▶ **Exercise objective**: Reproduce verbatim the lines starting with the one that contains "spot the bird's" and going on through the one that contains "[35,111,61,119]", both ends included.

▶ **Exercise data**:

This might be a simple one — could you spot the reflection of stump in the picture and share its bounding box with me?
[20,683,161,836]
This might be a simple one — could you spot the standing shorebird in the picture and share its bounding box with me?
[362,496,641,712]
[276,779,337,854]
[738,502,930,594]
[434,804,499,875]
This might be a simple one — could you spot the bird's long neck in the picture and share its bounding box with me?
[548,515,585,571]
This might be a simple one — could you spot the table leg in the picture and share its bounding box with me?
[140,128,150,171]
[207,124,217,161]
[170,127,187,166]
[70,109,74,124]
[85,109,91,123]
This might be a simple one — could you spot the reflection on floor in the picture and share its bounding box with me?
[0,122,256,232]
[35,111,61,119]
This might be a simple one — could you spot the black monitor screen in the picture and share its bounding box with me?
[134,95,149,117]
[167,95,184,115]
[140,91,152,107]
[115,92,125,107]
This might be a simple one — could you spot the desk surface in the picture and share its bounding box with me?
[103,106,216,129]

...

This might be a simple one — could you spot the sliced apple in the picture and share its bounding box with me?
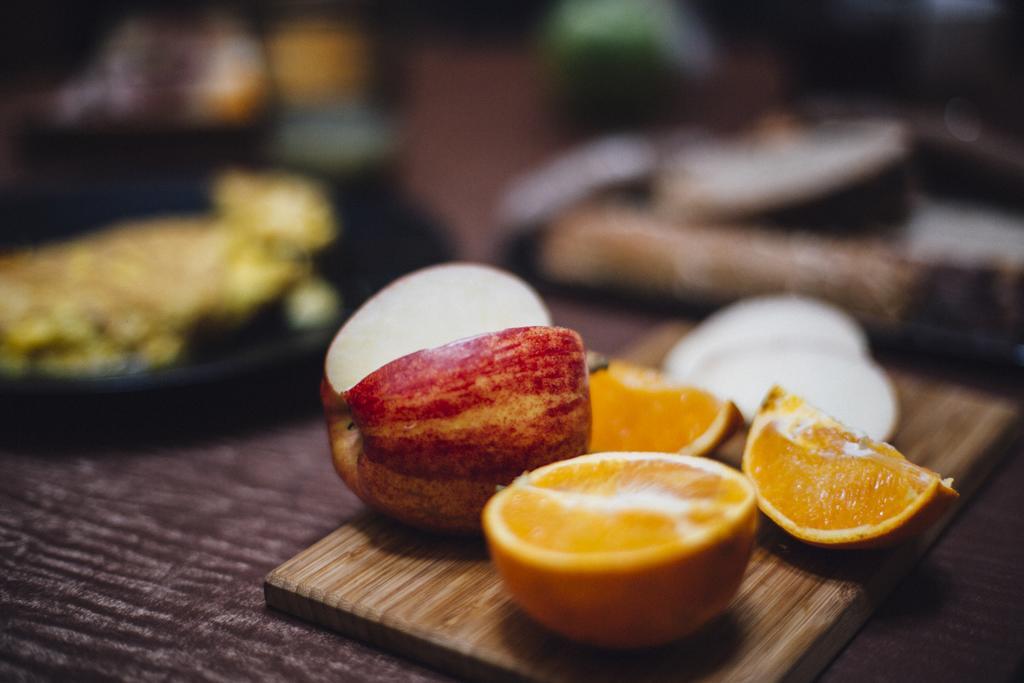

▶ **Exercise response**:
This might be a simple one — could you spot the bird's long neck in the picture and share its bounding box with me?
[548,515,585,571]
This might be a simple one — could you spot the table leg in the picture and share its bounding box with me?
[140,128,150,171]
[207,124,217,161]
[170,127,187,166]
[70,109,74,124]
[85,109,91,123]
This might be a simple one — could you spot the reflection on floor in the picture and share its bounding box with me?
[0,122,256,232]
[35,111,61,119]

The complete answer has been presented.